*Excerpt to read*
The session, broadcasted by Canal Caribe, featured the presence of Miguel Díaz-Canel in his capacity as the first secretary of the Communist Party and president of the Republic, along with participation via videoconference from Raúl Castro, who was introduced as the “leader at the forefront of the Revolution.”

According to the presented measures, private banking will operate under the supervision of the Central Bank of Cuba, on equal regulatory terms with state banking, marking a historic shift in a financial system that the State has controlled absolutely for more than six decades.

Among the financial reforms included in the package are the creation of non-banking financial institutions with private capital—either national or foreign—for the provision of microcredits, the opening of foreign currency accounts without prior administrative authorization, and the establishment of a regulatory framework for virtual assets and financial technologies.

The regime also announced the formalization of remittances through a private channel via the figure of "last mile payment agent," the removal of limits on bank transfers and withdrawals for individuals and legal entities, and the granting of a license to Transfermóvil as a non-banking financial institution.

Dataset excerpts on object pointing
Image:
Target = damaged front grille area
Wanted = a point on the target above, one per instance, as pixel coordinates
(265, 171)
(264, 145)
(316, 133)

*Task brief*
Answer these questions from the excerpt on Cuba's financial reforms, one line each:
1. Which channel broadcast the session?
2. Under whose supervision will private banking operate?
3. What license is Transfermóvil to be granted?

*Finished exercise*
1. Canal Caribe
2. The Central Bank of Cuba
3. A license as a non-banking financial institution